**Work to complete**
What lines of the data below include the word "bell"? Report them by copying each.

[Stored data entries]
----

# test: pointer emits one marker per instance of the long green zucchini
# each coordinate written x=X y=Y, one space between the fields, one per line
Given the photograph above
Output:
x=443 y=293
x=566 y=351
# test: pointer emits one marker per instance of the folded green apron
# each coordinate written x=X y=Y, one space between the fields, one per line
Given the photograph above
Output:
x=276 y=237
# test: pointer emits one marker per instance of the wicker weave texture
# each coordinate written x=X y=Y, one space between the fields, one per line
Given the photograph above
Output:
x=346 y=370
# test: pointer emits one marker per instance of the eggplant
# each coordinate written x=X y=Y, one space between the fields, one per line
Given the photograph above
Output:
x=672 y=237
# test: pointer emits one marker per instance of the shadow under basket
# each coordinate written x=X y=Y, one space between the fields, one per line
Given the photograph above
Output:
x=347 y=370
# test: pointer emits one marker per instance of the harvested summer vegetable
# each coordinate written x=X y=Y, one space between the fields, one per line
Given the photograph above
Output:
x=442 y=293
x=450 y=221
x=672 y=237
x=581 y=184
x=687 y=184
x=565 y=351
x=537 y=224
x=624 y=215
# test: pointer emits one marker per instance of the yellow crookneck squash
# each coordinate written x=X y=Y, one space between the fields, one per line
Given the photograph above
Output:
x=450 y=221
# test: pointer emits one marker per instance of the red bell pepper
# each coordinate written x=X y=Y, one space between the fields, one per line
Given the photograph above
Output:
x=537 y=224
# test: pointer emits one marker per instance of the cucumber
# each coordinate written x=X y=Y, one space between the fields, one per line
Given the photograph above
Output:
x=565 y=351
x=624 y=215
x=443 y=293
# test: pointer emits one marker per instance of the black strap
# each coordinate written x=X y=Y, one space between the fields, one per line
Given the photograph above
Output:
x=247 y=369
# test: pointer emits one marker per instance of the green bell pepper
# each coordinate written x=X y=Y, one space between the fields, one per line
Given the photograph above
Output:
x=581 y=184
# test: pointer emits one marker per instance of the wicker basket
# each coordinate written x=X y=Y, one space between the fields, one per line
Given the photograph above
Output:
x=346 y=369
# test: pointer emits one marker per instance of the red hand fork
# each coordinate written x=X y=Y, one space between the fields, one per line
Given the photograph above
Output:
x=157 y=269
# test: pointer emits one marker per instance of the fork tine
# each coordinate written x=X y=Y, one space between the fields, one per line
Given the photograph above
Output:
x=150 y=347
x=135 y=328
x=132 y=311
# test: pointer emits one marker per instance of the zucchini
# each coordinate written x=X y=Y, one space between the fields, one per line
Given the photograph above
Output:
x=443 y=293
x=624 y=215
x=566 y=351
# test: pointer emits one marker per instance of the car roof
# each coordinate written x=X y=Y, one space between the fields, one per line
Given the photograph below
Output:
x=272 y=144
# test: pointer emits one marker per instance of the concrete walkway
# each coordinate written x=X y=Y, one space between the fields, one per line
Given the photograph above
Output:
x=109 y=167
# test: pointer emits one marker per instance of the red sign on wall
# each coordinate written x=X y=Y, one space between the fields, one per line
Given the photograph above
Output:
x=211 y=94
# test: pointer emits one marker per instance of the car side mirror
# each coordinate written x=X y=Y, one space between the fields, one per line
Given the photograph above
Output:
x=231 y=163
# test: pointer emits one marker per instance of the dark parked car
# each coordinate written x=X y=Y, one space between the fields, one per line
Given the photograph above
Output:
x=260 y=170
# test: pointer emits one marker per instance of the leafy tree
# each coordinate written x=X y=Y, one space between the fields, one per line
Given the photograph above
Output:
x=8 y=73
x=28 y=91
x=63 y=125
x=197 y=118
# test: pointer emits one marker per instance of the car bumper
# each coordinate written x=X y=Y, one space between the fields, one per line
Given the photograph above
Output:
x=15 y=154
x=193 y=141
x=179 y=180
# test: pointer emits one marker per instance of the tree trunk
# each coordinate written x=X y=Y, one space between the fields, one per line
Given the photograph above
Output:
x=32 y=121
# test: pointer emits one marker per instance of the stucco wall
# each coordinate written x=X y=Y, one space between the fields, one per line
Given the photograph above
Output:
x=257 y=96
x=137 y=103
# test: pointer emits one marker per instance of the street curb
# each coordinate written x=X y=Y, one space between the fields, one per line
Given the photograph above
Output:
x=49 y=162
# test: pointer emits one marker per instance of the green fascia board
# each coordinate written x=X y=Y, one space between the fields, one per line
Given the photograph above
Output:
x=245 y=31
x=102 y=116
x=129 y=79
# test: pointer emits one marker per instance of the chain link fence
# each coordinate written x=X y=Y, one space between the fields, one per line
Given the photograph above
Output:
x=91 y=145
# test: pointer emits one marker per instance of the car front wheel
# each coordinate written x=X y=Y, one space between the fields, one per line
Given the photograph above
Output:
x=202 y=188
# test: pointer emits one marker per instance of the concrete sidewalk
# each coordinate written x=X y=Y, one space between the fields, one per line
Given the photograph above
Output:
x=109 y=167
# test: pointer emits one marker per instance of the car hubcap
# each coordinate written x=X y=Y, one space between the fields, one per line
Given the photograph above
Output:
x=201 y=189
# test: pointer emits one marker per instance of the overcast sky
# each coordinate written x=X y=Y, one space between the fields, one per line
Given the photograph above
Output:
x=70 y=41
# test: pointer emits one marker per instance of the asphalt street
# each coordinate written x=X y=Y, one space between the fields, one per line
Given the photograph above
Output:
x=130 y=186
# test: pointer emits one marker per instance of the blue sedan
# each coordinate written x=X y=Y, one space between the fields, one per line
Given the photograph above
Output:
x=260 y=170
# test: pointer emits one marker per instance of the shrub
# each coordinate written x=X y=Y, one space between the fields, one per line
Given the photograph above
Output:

----

**Result of the exercise**
# test: pointer emits one marker per instance of the red bell pepper
# test: pointer emits one marker per instance of the green bell pepper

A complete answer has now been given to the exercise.